GIVEN PASSAGE >>

##############################

Highlights & Insights

  • The paper refines "quantization impacts capability" into "how quantization changes internal storage and retrieval of factual knowledge." This diagnostic analysis is more valuable than just looking at task accuracy.
  • The discovery of the first-hop bottleneck is practical. Many multi-hop tasks appear to be reasoning problems but are actually decided by whether the first step of factual recall can successfully retrieve the intermediate path.
  • The occasional improvement of FKR post-quantization is a phenomenon worth further investigation. The authors speculate this may arise from regularization effects or quantization noise, suggesting compression does not just destroy but can also alter the model's internal path selection.

##############################

INFORMATION SHOWN >>
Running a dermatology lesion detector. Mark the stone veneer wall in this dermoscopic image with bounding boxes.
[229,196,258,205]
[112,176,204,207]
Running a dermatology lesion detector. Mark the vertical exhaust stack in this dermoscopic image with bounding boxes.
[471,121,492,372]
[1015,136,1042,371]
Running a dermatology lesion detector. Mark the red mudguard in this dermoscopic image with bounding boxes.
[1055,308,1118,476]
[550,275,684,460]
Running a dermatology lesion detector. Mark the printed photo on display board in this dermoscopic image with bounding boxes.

##############################

TASK REQUIREMENTS >>
#1 Reproduce the part of the Highlights & Insights passage starting with "Highlights & Insights" and going on through "the intermediate path.".
#2 According to the Highlights & Insights passage, what do the authors speculate may cause the occasional improvement of FKR after quantization?

PROBLEM SOLUTIONS >>
#1
Highlights & Insights

  • The paper refines "quantization impacts capability" into "how quantization changes internal storage and retrieval of factual knowledge." This diagnostic analysis is more valuable than just looking at task accuracy.
  • The discovery of the first-hop bottleneck is practical. Many multi-hop tasks appear to be reasoning problems but are actually decided by whether the first step of factual recall can successfully retrieve the intermediate path.

#2 Regularization effects or quantization noise.